>> Begin Raw data

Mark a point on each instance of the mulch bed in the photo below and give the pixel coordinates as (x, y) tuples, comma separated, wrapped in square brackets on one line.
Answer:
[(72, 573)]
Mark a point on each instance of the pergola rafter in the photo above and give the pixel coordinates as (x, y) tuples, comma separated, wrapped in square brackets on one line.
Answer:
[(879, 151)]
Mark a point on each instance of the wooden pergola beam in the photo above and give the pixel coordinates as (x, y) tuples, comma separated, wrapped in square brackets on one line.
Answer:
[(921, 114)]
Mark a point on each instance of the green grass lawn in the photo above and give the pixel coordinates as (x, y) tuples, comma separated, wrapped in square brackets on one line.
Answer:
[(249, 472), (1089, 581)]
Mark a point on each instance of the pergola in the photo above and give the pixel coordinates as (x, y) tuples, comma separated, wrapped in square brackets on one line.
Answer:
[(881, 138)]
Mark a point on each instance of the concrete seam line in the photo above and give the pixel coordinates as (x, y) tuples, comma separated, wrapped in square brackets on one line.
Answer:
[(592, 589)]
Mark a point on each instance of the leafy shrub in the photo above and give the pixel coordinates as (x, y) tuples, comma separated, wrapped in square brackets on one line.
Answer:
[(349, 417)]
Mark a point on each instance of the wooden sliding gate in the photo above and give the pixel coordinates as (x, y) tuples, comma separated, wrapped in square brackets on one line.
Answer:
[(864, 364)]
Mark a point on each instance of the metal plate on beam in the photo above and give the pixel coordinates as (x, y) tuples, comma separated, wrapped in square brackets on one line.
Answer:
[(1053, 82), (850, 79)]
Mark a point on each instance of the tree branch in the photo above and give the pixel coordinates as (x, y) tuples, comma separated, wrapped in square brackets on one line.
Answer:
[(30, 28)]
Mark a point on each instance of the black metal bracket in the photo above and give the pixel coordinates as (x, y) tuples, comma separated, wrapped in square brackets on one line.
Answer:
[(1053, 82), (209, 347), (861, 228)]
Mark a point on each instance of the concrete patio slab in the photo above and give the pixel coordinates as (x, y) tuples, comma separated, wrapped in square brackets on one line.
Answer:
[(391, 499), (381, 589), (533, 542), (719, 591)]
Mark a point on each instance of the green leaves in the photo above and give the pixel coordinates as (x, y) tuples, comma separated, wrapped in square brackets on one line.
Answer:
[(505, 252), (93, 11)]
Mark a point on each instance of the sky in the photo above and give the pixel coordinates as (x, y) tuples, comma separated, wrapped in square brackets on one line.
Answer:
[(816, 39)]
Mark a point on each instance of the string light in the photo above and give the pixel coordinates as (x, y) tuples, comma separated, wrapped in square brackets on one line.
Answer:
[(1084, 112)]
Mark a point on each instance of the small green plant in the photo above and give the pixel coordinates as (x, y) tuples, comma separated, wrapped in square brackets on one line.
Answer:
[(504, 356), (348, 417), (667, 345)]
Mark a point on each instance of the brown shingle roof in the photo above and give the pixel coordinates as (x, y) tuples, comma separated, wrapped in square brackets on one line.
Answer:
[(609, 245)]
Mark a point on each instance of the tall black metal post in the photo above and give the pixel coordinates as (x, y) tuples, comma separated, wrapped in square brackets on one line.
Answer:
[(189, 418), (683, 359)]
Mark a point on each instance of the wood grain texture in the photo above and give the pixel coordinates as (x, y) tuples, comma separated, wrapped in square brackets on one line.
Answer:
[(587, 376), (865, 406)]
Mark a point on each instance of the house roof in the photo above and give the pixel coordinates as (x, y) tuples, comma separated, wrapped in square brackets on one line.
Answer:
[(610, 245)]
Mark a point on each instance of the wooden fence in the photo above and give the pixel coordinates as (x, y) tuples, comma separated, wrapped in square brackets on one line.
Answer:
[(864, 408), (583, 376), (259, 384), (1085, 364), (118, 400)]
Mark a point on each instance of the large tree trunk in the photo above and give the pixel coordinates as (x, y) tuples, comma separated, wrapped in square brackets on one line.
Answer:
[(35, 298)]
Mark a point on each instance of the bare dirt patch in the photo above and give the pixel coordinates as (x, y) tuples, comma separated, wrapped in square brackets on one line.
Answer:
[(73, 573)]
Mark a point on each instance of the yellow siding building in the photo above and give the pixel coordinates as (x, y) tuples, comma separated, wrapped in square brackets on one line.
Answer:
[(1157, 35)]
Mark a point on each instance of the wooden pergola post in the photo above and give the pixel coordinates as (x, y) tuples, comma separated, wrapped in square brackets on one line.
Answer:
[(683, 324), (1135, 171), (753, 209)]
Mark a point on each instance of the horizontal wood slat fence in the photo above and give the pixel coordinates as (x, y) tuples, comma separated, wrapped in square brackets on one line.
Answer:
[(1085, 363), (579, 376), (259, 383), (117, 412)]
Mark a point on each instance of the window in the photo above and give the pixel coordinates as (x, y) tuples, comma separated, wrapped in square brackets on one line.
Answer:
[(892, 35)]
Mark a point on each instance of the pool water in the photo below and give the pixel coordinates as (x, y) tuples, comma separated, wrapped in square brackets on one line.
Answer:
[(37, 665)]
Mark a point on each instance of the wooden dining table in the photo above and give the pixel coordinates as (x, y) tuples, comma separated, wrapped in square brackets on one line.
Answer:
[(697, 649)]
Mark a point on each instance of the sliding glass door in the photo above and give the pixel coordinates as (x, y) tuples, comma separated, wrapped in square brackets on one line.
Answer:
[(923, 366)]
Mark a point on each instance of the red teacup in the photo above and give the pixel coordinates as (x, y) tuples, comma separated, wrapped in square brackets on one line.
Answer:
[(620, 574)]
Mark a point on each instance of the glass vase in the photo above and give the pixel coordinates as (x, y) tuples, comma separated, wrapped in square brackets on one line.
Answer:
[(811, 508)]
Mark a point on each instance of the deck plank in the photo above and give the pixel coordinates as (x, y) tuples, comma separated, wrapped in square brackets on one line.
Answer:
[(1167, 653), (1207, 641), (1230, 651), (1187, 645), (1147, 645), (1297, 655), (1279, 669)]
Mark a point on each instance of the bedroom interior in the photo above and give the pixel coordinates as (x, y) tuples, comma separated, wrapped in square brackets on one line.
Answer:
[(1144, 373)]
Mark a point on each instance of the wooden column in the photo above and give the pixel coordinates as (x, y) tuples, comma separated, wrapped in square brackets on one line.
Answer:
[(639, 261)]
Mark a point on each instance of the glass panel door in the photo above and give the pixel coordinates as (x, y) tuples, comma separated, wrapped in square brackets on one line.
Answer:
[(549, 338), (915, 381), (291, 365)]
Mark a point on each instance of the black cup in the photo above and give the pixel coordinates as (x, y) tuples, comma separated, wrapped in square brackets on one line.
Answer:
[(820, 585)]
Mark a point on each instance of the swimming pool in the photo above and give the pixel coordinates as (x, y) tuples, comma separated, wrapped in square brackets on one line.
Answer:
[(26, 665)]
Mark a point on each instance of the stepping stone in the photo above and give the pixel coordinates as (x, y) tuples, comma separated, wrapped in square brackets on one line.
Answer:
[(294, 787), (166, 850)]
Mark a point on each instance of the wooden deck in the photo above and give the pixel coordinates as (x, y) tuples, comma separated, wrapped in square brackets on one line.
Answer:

>> End Raw data

§ Description of the task: Please put the part of the material that opens with the line containing "Mark a point on each instance of the tall" and closes with the line containing "[(864, 408), (583, 376), (259, 384), (1085, 364), (118, 400)]" into a JSON list of strings, one string per line, leaving out blank lines.

§ Written solution:
[
  "Mark a point on each instance of the tall black metal post in the photo above and give the pixel coordinates as (x, y) tuples, comma separated, wrapped in square brackets on one line.",
  "Answer:",
  "[(189, 418), (683, 359)]",
  "Mark a point on each instance of the wood grain texture in the photo above and give the pixel coordinates as (x, y) tuples, comma separated, wrapped in square brackets on one line.",
  "Answer:",
  "[(587, 376), (865, 406)]",
  "Mark a point on each instance of the house roof in the photo above and give the pixel coordinates as (x, y) tuples, comma separated, wrapped in square brackets on one line.",
  "Answer:",
  "[(610, 245)]",
  "Mark a point on each instance of the wooden fence in the photo above and give the pixel coordinates as (x, y) tuples, comma separated, wrapped in square brackets on one line.",
  "Answer:",
  "[(864, 408), (583, 376), (259, 384), (1085, 364), (118, 400)]"
]